FRAGMENTO CITADO =
=====

Hasta ahora solo hemos buscado correspondencias entre las deidades invocadas por los taqui ongos y las que gozaban de reverencia más o menos amplia en el momento de la Conquista; pero Berrocal nos habla de “sesenta o setenta” huacas que concurren en una especie de federación sacra que se ponen de acuerdo para combatir al dios cristiano. Alguna otra huaca como Carhuarazo (Qarwaraso) nos da la pista de que las huestes contra el cristianismo aceptaban la participación de dioses que podríamos llamar menores, o más bien divinidades o huacas con una audiencia reducida por límites étnicos como es el caso ya referido de la divinidad de los soras. Sin embargo, no será tan fácil explicar la presencia de Chimborazo, volcán de lo que hoy es Ecuador, en el mesianismo ayacuchano aunque las razones pueden estar escondidas en el juego de mitimaes emprendido por los cuzqueños en el cenit de su imperio.
Las informaciones de Albornoz repiten en varias ocasiones textos similares al de Berrocal. A veces presentan algunos detalles interesantes, como el caso de Diego de Romaní quien en 1570 dice haber sido testigo de la presencia de seis o siete jóvenes indios “que andaban como tontos y gente que había perdido el juicio”, lo cual es una manera de ver el éxtasis a que conducía el frenesí de la danza (folio 24r). Además, en sus declaraciones Romaní también menciona a “ciertas indias que se hacían santas y se nombraban Santa María y la Magdalena y otros nombres de santas”.
El dato es importante porque revela la penetración del culto católico en el sistema de creencias construido contra el cristianismo. El prestigio de los nombres invocados en el proceso de evangelización, a treinta años de la llegada de Francisco Pizarro, ya tenía la suficiente fortaleza como para ser parte de las religiones en formación en el siglo XVI.
El otro personaje con nombre propio es Juan Chono o Juan Chocne que en las Informaciones aparece como predicador del taki onqoy. En la declaración realizada en 1570 por el sacerdote español Pedro Barriga Corro, residente en Huamanga, se adjudica haber descubierto casualmente a Chocne mientras ponía en evidencia una huaca en Laramati -hoy Laramate, distrito de la provincia de Lucanas. Dice el padre Barriga que el taqui ongo fue capturado al huir de él (folio 53v). Cristóbal de Molina completa la información en 1577 expresando que “los más principales docmatizadores, que eran dos hombres y una mujer, envió [Albornoz] presos a esta ciudad del Cuzco” (folio 6r). Si Chocne fue uno de los culpables, ¿quién sería el otro?, ¿alguna de las mencionadas por Romaní sería la mujer enviada al Cuzco? No tenemos respuestas seguras para esas preguntas, aunque en artículos de difusión escritos tiempo atrás hemos arriesgado hipótesis posibles. En todo caso, no hay otros nombres o seudónimos aplicados directamente a los creyentes en calidad de líderes, o en situación especial. Los nombres de las listas de castigados no parecen revelar la condición de dirigentes del movimiento, por lo menos no a la altura de las mujeres que tomaron el nombre de María y María Magdalena. El caso de Chocne es diferente, no hay duda de que tuvo un papel importante pero Albornoz no se preocupó en analizar la estructura de la “secta”.

=====

MATERIAL PROPORCIONADO =

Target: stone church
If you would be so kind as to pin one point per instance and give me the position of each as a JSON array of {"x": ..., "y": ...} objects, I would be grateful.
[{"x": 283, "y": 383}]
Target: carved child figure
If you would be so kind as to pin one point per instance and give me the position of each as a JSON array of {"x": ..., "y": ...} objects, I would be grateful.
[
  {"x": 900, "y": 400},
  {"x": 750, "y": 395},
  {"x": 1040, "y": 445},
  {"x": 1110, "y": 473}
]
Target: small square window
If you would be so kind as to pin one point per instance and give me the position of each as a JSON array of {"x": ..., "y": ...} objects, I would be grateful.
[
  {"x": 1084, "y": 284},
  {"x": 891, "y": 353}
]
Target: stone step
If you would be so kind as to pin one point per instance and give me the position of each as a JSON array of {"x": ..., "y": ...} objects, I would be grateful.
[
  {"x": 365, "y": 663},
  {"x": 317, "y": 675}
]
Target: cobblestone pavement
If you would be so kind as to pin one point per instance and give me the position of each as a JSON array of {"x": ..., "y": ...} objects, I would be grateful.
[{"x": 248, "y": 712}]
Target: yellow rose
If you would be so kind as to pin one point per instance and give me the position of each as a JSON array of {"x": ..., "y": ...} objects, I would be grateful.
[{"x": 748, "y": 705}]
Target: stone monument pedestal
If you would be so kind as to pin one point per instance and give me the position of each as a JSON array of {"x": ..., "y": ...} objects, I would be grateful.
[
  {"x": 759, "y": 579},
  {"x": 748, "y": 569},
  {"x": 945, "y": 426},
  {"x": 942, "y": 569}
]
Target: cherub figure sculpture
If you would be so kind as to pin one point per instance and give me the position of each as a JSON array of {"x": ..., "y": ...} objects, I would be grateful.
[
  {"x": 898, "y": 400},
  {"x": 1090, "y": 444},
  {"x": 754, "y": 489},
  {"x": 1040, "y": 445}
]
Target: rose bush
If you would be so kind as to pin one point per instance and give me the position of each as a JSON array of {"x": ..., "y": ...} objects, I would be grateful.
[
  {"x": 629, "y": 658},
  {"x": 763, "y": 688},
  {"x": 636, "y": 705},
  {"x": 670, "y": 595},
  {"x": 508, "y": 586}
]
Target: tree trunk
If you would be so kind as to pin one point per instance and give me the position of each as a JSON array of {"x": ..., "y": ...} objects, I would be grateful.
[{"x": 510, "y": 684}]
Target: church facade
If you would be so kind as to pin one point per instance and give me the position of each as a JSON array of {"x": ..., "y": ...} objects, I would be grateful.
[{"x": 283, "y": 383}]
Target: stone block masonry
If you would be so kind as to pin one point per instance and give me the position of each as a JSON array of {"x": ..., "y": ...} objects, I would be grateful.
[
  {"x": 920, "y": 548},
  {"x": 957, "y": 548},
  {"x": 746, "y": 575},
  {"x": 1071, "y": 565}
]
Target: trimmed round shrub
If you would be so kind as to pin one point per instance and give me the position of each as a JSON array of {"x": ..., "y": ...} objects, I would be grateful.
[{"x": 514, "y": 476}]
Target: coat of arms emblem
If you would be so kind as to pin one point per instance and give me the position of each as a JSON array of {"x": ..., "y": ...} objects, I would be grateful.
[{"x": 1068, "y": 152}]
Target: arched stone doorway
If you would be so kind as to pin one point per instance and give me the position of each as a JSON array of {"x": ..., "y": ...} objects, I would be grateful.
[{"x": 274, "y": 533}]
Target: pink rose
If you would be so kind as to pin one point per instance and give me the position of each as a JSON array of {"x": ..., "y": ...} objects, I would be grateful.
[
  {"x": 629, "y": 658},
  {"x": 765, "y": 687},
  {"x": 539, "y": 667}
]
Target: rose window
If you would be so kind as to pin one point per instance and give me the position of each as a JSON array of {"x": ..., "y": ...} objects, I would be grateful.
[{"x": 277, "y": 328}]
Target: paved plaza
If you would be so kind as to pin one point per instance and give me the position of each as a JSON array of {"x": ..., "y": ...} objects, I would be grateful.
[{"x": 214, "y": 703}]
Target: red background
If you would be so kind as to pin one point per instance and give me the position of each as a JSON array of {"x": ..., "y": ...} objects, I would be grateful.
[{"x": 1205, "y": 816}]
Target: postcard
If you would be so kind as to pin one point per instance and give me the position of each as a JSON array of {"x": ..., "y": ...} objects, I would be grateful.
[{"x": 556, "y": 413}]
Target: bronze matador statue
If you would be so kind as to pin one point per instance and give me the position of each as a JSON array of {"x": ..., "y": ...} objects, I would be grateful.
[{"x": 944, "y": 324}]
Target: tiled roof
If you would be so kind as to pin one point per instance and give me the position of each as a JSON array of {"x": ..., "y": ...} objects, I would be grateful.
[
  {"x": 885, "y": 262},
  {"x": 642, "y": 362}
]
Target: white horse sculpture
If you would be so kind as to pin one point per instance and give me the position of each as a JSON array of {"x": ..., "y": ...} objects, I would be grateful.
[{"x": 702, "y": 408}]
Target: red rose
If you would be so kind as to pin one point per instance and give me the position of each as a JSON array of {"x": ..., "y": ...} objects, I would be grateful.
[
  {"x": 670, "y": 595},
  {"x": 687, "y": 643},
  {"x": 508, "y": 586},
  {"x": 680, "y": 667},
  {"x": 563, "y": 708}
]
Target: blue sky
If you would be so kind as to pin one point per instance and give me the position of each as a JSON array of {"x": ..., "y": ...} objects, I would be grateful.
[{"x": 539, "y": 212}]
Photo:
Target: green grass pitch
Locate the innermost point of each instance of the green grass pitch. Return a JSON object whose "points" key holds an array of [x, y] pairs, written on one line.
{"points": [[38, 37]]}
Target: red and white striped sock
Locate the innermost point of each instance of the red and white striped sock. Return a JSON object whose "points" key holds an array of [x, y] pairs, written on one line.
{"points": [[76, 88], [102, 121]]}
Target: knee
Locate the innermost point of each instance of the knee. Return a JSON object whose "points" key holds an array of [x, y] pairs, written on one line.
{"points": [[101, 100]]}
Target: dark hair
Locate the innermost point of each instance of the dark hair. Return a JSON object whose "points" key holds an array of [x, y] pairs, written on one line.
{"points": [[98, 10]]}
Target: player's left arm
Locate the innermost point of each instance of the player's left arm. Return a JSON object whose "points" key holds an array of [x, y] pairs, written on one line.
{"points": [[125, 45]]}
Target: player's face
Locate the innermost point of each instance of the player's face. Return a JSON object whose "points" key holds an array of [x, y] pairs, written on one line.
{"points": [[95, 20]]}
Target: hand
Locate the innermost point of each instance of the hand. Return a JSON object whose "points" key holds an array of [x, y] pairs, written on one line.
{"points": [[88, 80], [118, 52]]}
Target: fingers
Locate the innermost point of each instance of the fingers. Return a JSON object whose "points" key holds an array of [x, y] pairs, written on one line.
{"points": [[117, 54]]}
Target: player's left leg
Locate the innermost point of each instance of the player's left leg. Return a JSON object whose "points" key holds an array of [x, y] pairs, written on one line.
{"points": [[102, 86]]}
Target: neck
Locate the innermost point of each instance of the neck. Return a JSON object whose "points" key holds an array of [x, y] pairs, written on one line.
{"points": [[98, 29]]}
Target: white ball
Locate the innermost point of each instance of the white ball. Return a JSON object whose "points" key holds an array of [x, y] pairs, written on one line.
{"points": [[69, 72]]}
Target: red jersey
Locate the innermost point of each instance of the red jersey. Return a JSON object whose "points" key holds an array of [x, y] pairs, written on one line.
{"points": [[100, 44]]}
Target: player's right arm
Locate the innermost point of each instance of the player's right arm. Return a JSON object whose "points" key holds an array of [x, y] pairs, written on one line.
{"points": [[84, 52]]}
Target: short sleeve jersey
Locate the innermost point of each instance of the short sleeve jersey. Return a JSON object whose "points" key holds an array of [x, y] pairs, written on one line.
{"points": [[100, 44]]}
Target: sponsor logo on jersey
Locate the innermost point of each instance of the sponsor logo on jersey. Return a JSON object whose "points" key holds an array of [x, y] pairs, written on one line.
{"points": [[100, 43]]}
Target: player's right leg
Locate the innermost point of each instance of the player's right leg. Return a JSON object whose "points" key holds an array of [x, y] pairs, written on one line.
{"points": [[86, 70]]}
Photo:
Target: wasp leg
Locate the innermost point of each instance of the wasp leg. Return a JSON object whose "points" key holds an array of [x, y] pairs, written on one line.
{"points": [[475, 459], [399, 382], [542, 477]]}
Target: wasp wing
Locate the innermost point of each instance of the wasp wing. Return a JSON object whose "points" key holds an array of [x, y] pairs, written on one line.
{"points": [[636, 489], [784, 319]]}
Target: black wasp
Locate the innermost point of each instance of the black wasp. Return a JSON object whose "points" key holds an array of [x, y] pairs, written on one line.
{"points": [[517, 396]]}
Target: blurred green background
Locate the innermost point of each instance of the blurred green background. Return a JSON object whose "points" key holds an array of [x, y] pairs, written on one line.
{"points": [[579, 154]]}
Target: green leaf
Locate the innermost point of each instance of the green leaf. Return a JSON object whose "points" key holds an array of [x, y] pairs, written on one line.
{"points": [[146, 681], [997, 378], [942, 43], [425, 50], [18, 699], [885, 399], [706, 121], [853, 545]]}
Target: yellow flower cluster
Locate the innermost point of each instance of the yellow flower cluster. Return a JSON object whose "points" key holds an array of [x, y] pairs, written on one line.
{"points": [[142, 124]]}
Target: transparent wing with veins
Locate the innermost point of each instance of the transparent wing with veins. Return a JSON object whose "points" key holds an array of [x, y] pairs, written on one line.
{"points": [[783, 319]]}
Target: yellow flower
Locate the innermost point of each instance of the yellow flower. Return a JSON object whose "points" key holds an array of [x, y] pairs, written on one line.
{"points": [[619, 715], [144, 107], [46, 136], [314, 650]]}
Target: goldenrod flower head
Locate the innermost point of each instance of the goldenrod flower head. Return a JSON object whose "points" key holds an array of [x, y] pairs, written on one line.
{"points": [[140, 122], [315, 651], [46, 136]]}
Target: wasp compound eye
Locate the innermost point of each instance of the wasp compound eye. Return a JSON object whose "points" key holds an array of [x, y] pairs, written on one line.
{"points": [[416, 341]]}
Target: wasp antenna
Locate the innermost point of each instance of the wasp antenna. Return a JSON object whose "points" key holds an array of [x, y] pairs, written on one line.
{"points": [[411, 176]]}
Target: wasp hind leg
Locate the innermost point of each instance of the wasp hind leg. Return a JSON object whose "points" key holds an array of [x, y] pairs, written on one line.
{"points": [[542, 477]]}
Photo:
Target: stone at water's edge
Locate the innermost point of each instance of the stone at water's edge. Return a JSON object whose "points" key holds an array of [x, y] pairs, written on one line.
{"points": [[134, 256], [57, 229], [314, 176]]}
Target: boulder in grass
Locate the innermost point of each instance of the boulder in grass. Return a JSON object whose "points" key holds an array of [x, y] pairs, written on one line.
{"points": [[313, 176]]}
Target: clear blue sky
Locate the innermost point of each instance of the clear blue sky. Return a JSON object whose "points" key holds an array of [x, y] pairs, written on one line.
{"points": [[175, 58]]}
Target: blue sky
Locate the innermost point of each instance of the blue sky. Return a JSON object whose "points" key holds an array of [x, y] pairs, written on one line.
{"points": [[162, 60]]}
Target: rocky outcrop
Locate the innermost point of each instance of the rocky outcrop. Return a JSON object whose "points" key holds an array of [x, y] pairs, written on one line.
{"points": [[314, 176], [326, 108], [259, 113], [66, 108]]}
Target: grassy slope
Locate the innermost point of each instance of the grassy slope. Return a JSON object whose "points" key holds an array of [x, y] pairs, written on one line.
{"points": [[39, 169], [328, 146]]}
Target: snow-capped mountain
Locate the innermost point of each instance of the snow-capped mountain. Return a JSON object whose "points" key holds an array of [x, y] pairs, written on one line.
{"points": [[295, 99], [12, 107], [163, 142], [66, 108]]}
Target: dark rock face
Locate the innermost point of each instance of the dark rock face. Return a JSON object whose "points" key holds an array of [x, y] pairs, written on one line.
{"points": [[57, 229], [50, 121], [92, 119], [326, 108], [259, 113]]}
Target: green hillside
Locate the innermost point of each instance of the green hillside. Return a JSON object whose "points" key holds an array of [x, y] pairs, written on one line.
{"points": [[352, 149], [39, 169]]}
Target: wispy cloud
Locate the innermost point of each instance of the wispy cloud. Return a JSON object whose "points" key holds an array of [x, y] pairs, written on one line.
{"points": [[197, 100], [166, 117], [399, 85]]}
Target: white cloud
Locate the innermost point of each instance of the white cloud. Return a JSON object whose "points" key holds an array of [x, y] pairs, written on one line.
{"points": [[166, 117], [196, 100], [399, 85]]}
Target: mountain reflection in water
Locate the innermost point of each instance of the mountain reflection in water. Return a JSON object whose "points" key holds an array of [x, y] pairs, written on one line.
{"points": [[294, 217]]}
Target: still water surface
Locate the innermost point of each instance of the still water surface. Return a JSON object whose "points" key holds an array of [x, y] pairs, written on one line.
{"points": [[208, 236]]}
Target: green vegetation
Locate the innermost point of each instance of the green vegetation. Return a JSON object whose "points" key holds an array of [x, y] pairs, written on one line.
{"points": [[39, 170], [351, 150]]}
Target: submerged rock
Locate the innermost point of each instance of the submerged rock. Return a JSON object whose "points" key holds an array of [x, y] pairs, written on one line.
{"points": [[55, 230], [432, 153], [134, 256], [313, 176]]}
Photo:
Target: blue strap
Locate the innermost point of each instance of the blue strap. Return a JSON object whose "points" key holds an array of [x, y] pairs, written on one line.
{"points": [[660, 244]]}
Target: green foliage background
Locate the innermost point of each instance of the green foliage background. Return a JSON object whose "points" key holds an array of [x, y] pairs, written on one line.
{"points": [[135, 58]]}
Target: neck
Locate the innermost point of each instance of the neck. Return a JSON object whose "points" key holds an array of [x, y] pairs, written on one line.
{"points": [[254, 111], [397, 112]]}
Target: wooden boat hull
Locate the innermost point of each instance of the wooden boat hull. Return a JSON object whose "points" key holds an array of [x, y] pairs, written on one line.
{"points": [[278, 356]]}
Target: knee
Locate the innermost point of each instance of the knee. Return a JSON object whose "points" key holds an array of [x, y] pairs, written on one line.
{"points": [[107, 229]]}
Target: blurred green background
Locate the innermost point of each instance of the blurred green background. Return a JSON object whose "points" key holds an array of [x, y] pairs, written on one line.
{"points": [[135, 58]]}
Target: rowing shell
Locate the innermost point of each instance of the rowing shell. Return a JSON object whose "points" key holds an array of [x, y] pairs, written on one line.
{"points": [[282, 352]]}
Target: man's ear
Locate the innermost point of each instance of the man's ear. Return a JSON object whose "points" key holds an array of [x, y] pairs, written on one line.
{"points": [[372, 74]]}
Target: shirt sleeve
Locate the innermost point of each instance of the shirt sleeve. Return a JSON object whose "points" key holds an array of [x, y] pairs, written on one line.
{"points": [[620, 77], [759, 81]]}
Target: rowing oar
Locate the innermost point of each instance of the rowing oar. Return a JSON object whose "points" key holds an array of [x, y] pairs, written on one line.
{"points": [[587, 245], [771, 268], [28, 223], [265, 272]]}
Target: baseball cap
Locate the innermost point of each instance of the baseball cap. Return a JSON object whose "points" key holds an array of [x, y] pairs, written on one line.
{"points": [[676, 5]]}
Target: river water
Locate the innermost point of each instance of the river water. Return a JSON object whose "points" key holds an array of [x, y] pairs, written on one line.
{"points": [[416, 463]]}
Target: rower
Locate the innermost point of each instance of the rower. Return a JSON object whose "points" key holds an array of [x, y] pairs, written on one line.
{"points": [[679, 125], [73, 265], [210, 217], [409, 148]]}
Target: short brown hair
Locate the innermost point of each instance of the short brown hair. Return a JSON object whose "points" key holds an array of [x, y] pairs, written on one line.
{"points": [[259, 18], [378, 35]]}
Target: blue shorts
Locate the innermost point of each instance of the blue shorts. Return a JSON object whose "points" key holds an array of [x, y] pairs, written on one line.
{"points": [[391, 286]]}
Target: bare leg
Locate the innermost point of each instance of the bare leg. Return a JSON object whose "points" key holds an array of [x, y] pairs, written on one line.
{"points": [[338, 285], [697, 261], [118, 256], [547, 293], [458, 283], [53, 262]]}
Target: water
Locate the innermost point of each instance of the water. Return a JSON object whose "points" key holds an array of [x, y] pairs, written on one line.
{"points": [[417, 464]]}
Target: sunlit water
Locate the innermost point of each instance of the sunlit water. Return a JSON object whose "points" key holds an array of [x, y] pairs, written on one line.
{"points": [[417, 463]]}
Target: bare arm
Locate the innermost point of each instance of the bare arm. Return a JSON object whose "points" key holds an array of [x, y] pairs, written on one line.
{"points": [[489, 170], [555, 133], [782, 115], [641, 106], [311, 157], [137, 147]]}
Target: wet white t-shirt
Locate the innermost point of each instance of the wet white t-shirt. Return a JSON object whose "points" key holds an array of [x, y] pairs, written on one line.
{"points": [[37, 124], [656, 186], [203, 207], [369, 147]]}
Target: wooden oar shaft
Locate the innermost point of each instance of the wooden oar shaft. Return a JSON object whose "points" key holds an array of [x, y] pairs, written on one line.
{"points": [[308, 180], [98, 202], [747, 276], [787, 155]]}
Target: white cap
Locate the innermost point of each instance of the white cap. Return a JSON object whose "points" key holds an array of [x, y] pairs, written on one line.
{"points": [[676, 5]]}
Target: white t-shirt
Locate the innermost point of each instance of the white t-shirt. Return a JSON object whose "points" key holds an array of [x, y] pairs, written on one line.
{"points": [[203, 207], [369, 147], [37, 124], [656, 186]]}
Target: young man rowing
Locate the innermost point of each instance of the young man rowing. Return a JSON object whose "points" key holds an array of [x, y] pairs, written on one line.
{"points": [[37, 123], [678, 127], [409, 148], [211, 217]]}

=====

CONSIGNAS DE TRABAJO =
**a)** Copia al pie de la letra la parte del fragmento citado que empieza en "Hasta ahora solo" y termina en "de su imperio.".
**b)** Resume el fragmento citado en dos oraciones.

RESPUESTAS DEL EJERCICIO =
**a)**
Hasta ahora solo hemos buscado correspondencias entre las deidades invocadas por los taqui ongos y las que gozaban de reverencia más o menos amplia en el momento de la Conquista; pero Berrocal nos habla de “sesenta o setenta” huacas que concurren en una especie de federación sacra que se ponen de acuerdo para combatir al dios cristiano. Alguna otra huaca como Carhuarazo (Qarwaraso) nos da la pista de que las huestes contra el cristianismo aceptaban la participación de dioses que podríamos llamar menores, o más bien divinidades o huacas con una audiencia reducida por límites étnicos como es el caso ya referido de la divinidad de los soras. Sin embargo, no será tan fácil explicar la presencia de Chimborazo, volcán de lo que hoy es Ecuador, en el mesianismo ayacuchano aunque las razones pueden estar escondidas en el juego de mitimaes emprendido por los cuzqueños en el cenit de su imperio.

**b)** El fragmento cuenta que en el taki onqoy se juntaban sesenta o setenta huacas contra el dios cristiano, desde dioses de gran culto hasta otros menores e incluso Chimborazo, y que algunas indias se hacían llamar Santa María y la Magdalena, señal de que el culto católico ya había entrado en esas creencias. También habla de Juan Chocne, predicador del movimiento capturado según el sacerdote Pedro Barriga, y de los dos hombres y una mujer que Albornoz mandó presos al Cuzco, aunque Albornoz no se ocupó de analizar cómo estaba organizada la "secta".